GIVEN TASK: Write out again every line of the items from the line containing "Check this image for the presence of any monkey's face." through the end of the items, keeping the requests unchanged and adding 34 to each bounding box coordinate in the answers. Leave the pictures out.

** start DATASET RECORDS **

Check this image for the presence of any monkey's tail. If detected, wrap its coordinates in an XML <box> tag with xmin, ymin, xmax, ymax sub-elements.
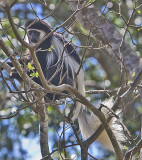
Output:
<box><xmin>78</xmin><ymin>98</ymin><xmax>126</xmax><ymax>151</ymax></box>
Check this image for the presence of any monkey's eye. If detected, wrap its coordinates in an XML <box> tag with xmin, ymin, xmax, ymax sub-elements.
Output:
<box><xmin>28</xmin><ymin>31</ymin><xmax>33</xmax><ymax>35</ymax></box>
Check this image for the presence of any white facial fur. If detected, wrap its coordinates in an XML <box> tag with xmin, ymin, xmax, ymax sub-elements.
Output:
<box><xmin>27</xmin><ymin>29</ymin><xmax>46</xmax><ymax>45</ymax></box>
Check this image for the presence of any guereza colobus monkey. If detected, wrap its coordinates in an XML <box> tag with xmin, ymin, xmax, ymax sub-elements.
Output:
<box><xmin>9</xmin><ymin>20</ymin><xmax>125</xmax><ymax>150</ymax></box>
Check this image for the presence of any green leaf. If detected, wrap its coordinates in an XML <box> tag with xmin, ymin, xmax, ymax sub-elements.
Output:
<box><xmin>48</xmin><ymin>45</ymin><xmax>53</xmax><ymax>52</ymax></box>
<box><xmin>28</xmin><ymin>63</ymin><xmax>35</xmax><ymax>70</ymax></box>
<box><xmin>35</xmin><ymin>71</ymin><xmax>39</xmax><ymax>78</ymax></box>
<box><xmin>132</xmin><ymin>72</ymin><xmax>135</xmax><ymax>77</ymax></box>
<box><xmin>30</xmin><ymin>72</ymin><xmax>36</xmax><ymax>77</ymax></box>
<box><xmin>123</xmin><ymin>146</ymin><xmax>128</xmax><ymax>150</ymax></box>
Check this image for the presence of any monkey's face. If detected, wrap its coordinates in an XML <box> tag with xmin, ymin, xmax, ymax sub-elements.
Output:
<box><xmin>27</xmin><ymin>29</ymin><xmax>46</xmax><ymax>44</ymax></box>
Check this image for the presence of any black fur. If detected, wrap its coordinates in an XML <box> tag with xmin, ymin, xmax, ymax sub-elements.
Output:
<box><xmin>9</xmin><ymin>20</ymin><xmax>80</xmax><ymax>100</ymax></box>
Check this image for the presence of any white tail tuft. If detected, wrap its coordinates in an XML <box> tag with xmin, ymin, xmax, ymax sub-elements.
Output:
<box><xmin>78</xmin><ymin>98</ymin><xmax>126</xmax><ymax>151</ymax></box>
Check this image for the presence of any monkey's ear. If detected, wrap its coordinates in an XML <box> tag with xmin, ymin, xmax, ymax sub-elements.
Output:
<box><xmin>9</xmin><ymin>67</ymin><xmax>22</xmax><ymax>81</ymax></box>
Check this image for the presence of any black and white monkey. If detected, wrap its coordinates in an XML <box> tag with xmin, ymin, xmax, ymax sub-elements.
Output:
<box><xmin>9</xmin><ymin>20</ymin><xmax>125</xmax><ymax>151</ymax></box>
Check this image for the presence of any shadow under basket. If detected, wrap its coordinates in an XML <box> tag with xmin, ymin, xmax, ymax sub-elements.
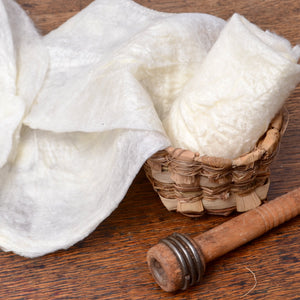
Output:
<box><xmin>144</xmin><ymin>109</ymin><xmax>288</xmax><ymax>217</ymax></box>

** end DATASET RECORDS **

SOLVED PROBLEM:
Check this image for the presence of any monkey's face. If detected, wrap its coordinates in an XML <box> tag with xmin, ymin, xmax, ymax sub-elements.
Output:
<box><xmin>61</xmin><ymin>63</ymin><xmax>80</xmax><ymax>78</ymax></box>
Check this image for the presence of any black fur. If detected, wrap its coordinates in an XML <box> tag with xmin, ymin, xmax, ymax sub-elements.
Output:
<box><xmin>43</xmin><ymin>54</ymin><xmax>114</xmax><ymax>134</ymax></box>
Check this image for the presence of any white tail tuft. If detected, wrap its coordinates in an XML <box> tag with xmin, ymin, xmax, ymax sub-elements.
Output:
<box><xmin>112</xmin><ymin>132</ymin><xmax>160</xmax><ymax>185</ymax></box>
Check this image for the presence of any monkey's ear. If detected, wrap its coordinates in an XML <box> tag with xmin, ymin, xmax, ymax sub-elements.
Output:
<box><xmin>43</xmin><ymin>101</ymin><xmax>56</xmax><ymax>115</ymax></box>
Check this image for the presence of any black and white monkey. If detected, wrap its coordinates in an XML <box> tag with xmin, ymin, xmax, ymax sub-elements.
Output:
<box><xmin>43</xmin><ymin>54</ymin><xmax>159</xmax><ymax>185</ymax></box>
Check this image for the presence of any shadow under basket. If detected, wrap its coordinates in an XML <box> tag with xmin, ymin, xmax, ymax sub-elements.
Output:
<box><xmin>178</xmin><ymin>143</ymin><xmax>322</xmax><ymax>251</ymax></box>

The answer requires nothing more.